[PAGE EXTRACT]
Demand for digital classrooms grew by 65% in the past year – with funding rounds and recruitment activity highlighting that this trend is unlikely to abate once the pandemic has passed.
In the past year alone, the number of EdTech’s in the UK has grown from 600 to now 1,000 start-ups – an impressive 66% growth in just 10 months – with overall recruitment growing by +24%, according to recruiter Robert Walters.
With schools preparing to break-up for Easter holidays, many teachers will now have time to reflect on the two methods of delivery – physical and digital – leaving many wondering whether a hybrid-approach is best.
A return to traditional methods
Despite EdTech funding growing year-on-year – now taking 40% of all investment coming into Europe to the value of $600m+ – the value of EdTech exports is expected to grow at a faster rate than uptake across the country, with the biggest market existing in Asia.
Whilst the UK education system has been an early adopter of computer-based learning – being one of only five countries in the world to have a compulsory computing curriculum ( with the other four being South Korea, Israel, Estonia, and New Zealand), resulting in 97% of 15- to 24-year-olds in the UK having basic digital skills – the system has lagged behind in adopting technology to enhance learning, with many education leaders fearing that the investment will only be temporary due to Covid.
David Roberts, CEO of EdTech KidsLoop comments: “When considering super growth regions, Asia continues to show the most potential. Not only does EdTech economically make sense given the size of the countries within the continent – which also enables scaling to be a lot easier – but there is very little prejudice against technology being embedded into the education system, compared to the likes of the UK where traditional teaching methods are much more protected.”

[EXTRACTED ENTRIES]

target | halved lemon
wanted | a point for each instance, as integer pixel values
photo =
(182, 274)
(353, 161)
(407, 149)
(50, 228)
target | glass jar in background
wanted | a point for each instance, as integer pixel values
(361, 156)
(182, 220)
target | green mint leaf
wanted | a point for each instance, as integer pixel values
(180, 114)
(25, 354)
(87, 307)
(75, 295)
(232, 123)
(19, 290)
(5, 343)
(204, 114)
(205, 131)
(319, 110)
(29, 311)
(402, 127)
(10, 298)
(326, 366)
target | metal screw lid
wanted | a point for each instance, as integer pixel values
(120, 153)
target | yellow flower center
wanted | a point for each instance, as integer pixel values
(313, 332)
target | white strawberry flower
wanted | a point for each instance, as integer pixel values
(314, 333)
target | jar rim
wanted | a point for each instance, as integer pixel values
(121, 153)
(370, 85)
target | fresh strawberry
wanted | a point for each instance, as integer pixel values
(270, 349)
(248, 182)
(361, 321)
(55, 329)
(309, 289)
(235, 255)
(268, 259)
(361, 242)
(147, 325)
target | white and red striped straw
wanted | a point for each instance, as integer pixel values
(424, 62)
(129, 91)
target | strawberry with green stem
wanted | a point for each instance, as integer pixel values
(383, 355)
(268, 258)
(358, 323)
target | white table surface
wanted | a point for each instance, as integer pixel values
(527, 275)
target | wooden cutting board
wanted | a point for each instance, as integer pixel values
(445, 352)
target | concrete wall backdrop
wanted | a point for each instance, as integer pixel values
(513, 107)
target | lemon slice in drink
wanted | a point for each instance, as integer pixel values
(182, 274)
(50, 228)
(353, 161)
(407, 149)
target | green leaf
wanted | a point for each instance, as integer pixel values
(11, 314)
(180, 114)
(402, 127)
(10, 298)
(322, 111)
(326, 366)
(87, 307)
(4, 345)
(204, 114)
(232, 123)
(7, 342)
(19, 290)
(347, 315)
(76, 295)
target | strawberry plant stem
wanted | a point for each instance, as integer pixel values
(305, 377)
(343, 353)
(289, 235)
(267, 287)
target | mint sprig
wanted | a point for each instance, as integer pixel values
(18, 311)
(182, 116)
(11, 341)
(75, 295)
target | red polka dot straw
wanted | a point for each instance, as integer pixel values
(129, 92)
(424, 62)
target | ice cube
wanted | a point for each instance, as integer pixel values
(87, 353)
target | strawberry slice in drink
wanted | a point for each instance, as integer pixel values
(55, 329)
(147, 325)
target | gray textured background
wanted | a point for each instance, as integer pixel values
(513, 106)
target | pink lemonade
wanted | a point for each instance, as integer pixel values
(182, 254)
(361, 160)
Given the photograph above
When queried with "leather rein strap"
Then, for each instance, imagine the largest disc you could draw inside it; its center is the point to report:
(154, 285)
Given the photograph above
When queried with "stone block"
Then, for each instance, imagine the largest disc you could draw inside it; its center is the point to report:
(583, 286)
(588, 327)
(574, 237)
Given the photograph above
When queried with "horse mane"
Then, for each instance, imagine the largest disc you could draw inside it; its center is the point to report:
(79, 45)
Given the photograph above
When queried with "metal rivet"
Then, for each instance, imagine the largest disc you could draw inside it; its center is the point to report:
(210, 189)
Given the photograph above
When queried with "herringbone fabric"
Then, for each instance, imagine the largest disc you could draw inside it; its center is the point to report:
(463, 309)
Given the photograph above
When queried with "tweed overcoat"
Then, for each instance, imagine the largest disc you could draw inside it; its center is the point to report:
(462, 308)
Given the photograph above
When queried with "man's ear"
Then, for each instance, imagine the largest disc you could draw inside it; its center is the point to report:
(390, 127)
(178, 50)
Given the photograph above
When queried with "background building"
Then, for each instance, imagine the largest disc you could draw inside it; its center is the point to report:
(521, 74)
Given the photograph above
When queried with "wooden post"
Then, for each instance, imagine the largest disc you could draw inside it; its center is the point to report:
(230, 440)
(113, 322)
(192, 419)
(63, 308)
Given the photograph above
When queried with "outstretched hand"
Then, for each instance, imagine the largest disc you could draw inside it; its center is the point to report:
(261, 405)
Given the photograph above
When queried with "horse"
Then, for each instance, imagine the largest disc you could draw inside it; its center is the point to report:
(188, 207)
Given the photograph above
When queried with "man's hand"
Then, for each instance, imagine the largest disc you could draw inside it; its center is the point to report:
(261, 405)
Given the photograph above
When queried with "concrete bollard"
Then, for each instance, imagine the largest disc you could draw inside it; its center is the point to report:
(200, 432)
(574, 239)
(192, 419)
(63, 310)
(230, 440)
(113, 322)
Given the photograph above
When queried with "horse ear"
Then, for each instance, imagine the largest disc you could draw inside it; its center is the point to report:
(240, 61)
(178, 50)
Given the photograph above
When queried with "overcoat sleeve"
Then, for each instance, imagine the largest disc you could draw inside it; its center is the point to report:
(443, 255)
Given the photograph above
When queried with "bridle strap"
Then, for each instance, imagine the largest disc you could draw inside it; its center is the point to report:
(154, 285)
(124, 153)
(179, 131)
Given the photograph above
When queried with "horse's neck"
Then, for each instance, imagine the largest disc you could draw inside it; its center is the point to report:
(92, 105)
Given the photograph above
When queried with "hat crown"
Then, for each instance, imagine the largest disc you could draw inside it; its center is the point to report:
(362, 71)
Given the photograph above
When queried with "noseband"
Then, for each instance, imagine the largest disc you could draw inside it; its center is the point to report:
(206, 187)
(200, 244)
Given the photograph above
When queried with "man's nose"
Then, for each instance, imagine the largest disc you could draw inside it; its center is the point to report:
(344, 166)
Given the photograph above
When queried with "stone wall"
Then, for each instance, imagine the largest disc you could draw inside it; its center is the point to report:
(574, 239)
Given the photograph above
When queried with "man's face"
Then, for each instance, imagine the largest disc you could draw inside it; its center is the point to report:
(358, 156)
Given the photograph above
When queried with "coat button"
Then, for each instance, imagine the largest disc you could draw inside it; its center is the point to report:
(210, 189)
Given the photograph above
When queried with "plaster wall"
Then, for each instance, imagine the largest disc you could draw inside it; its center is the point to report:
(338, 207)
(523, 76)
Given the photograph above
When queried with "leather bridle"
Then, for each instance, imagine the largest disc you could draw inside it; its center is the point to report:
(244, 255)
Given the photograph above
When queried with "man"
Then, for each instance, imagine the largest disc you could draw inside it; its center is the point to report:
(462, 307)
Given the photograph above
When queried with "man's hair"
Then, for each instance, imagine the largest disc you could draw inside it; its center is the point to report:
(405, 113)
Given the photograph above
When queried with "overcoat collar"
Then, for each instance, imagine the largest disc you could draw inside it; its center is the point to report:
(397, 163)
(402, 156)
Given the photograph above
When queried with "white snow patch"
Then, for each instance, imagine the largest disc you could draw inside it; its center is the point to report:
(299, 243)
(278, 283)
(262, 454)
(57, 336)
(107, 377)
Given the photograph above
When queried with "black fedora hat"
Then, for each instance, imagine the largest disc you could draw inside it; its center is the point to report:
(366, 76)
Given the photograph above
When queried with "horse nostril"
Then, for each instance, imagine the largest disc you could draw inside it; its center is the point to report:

[EXERCISE SET]
- A) Quote the EdTech article from "In the past year alone, the" to "existing in Asia.".
- B) Write the next part of the EdTech article, picking up after its final paragraph.
The records have no connection to the EdTech article.

[ANSWERS TO THE EXERCISE]
- A)
In the past year alone, the number of EdTech’s in the UK has grown from 600 to now 1,000 start-ups – an impressive 66% growth in just 10 months – with overall recruitment growing by +24%, according to recruiter Robert Walters.
With schools preparing to break-up for Easter holidays, many teachers will now have time to reflect on the two methods of delivery – physical and digital – leaving many wondering whether a hybrid-approach is best.
A return to traditional methods
Despite EdTech funding growing year-on-year – now taking 40% of all investment coming into Europe to the value of $600m+ – the value of EdTech exports is expected to grow at a faster rate than uptake across the country, with the biggest market existing in Asia.

- B)
In fact, in a recent survey 44% of education leaders in the UK think their Wi-Fi is not good enough to support the use of digital classrooms.
A third feel that whilst Covid highlighted the ‘digital-divide’ amongst different socio-economic groups, the solution provided – leasing out laptops and Wi-Fi dongles – has been short-term and inevitably the long-term will be to move back to more traditional, in-classroom teaching methods.
27% of teachers feel that pre-Covid teaching methods were archaic, labour-intensive, and did not allow for tailoring of individual needs – instead leaving these decisions down to teachers who teach to classes of up to 30 children at a time.
An overwhelming 74% of teachers would live to move towards some form of blended or hybrid-learning where students are given a certain level of independence and are able to complete tasks outside of the classroom in a way that works best for them.
The next most popular tool that teachers would like to use more of is cloud-sharing – which allows students and teachers to view a document anytime and anywhere, as well as to edit it and add feedback. Whilst enormously advantageous in a time of physical distancing, now that teachers are more familiar with cloud sharing they would like to continue with this form of digital feedback loop post lockdown.
Where has demand been?
According to the report from Robert Walters – EdTech: The Hyper Accelerator – the following technologies have been the most in-demand by the education sector in the UK in the past year:
- Augmented Reality – demand increasing by +118%
AR in education features aspects that enhance learning of abilities like problem-solving, collaboration, and creation. Probably, the most popular application for augmented reality in education is the use of AR apps directly in the classroom. In this case, they can help the teacher explain a subject, provide a visual representation of the material, and help students test out their knowledge in practice.
By adding gaming elements to support textbook materials classes become more interactive and increases the chance for students to better remember the information they’ve just learned.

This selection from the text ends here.